Print the line containing "Where can you see the red metal" and each line after it through the end, please, with nothing added.

━━━━━━━━━━━━━━━━━━━━

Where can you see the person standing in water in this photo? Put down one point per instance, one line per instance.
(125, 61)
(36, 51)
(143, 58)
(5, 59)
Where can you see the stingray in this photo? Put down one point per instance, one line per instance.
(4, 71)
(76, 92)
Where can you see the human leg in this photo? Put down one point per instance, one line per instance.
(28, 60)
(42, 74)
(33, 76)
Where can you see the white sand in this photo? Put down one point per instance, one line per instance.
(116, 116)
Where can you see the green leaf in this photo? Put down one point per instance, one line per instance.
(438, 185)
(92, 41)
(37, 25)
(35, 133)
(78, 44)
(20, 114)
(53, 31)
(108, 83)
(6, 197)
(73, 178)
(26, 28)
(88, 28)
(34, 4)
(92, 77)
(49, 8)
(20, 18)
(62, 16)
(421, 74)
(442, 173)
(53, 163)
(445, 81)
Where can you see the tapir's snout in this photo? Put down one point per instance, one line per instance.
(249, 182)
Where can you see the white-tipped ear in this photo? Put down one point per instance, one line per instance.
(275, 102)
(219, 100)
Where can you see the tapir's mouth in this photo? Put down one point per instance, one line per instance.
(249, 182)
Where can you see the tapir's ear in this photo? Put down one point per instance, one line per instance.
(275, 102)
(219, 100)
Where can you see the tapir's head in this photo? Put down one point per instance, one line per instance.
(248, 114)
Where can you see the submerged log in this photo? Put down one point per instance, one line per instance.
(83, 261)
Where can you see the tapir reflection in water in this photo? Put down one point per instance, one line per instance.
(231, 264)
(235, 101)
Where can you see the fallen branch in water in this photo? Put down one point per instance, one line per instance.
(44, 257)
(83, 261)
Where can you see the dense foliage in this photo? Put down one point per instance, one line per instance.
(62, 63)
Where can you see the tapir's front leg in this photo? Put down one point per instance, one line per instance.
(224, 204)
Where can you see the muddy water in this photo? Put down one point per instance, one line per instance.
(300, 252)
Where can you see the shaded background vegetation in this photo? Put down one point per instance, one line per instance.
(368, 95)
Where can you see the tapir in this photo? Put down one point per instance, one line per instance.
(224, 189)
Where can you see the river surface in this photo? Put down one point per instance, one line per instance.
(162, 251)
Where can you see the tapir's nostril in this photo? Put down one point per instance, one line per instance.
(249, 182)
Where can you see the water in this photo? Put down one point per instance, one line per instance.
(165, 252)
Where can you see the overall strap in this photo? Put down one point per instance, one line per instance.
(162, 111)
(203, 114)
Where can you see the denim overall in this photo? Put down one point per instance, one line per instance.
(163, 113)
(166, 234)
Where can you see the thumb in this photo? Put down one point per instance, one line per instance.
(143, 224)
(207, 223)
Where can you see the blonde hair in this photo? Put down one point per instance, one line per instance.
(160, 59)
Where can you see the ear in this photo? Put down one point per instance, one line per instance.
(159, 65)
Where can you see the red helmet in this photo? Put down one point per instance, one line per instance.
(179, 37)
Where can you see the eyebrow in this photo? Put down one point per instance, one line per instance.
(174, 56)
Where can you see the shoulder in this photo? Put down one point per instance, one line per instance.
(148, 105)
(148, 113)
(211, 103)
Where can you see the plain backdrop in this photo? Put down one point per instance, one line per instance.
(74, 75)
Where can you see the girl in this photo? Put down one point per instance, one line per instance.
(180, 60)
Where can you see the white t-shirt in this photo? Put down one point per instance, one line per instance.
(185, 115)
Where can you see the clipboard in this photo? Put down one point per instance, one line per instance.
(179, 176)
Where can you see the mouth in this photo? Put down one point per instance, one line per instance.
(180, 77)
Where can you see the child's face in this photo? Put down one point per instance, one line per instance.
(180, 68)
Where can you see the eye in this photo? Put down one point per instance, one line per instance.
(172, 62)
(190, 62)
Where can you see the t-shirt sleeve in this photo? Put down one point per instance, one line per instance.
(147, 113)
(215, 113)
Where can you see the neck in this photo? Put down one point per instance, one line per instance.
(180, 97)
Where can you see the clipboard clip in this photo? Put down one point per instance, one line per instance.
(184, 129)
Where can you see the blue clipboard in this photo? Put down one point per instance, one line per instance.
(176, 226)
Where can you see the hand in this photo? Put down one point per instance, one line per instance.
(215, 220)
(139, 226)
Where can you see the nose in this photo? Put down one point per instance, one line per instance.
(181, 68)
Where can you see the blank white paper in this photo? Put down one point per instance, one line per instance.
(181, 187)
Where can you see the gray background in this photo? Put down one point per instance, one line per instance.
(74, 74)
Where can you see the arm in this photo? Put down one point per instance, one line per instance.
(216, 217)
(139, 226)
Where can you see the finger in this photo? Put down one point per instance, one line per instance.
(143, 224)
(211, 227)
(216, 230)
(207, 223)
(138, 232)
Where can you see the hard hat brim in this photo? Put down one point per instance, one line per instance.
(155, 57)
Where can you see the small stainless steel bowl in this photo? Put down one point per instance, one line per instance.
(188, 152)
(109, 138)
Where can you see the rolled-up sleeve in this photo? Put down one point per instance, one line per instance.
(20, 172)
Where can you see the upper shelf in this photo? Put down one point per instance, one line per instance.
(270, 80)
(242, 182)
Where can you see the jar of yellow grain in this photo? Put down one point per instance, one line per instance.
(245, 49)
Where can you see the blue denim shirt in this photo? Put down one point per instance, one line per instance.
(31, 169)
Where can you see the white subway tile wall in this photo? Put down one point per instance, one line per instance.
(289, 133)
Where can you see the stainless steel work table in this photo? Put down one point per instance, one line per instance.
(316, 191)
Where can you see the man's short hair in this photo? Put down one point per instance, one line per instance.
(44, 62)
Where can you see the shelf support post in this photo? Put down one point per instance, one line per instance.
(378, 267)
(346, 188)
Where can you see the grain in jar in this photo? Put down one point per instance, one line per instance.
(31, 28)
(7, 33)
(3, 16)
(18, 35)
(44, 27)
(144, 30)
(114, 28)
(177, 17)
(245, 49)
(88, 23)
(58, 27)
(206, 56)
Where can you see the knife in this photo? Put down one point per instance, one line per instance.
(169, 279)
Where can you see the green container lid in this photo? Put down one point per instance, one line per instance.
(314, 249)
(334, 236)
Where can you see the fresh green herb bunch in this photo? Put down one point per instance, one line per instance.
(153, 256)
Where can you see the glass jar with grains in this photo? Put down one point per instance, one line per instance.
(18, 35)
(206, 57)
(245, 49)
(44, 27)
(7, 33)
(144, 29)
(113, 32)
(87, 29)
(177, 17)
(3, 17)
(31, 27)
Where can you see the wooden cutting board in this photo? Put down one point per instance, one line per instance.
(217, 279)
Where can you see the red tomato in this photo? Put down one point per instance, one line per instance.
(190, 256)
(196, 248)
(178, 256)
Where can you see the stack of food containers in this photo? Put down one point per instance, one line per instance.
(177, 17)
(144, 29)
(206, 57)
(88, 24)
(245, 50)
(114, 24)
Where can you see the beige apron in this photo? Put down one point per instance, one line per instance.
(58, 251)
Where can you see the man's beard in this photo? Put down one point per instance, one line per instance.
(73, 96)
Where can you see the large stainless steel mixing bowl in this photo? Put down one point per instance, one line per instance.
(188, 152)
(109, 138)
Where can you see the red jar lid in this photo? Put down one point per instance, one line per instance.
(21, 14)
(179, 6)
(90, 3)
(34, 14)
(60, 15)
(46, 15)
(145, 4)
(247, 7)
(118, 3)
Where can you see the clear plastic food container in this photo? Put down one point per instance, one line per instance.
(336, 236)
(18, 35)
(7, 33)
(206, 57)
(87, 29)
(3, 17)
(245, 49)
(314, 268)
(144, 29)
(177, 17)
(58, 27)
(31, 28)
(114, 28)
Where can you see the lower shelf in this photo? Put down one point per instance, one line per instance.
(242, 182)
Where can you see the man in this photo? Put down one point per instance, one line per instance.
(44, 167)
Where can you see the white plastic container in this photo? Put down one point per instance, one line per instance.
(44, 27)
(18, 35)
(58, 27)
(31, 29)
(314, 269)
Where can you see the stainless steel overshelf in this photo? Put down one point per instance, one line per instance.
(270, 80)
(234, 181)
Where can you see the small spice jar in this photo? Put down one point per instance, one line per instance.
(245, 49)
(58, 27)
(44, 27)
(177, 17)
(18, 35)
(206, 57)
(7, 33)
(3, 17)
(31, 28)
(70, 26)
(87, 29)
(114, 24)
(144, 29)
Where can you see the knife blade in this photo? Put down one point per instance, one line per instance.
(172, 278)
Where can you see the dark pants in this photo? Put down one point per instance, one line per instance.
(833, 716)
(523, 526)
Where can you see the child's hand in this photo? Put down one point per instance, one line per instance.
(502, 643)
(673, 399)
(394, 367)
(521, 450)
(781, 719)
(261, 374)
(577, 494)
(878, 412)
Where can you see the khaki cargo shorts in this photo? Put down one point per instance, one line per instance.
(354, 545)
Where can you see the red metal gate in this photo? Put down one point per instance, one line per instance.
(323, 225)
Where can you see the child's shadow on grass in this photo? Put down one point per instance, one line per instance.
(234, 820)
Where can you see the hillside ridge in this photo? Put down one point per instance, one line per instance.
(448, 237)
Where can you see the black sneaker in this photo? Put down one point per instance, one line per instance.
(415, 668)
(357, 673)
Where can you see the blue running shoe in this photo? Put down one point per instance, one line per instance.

━━━━━━━━━━━━━━━━━━━━

## SOLUTION FOR THIS EXERCISE
Where can you see the red metal gate in this photo? Put down one point per instance, one line per instance.
(323, 225)
Where can you see the child's shadow on grass in this photo? Put down one point per instance, one line per instance.
(234, 820)
Where can you see the hillside ridge in this photo? Put down one point per instance, one line per instance.
(448, 237)
Where can you see the black sneaker in this photo? Put down one point per instance, one line per instance.
(415, 668)
(357, 673)
Where can you see the blue running shoe in this photo? Put down one point per instance, one line per instance.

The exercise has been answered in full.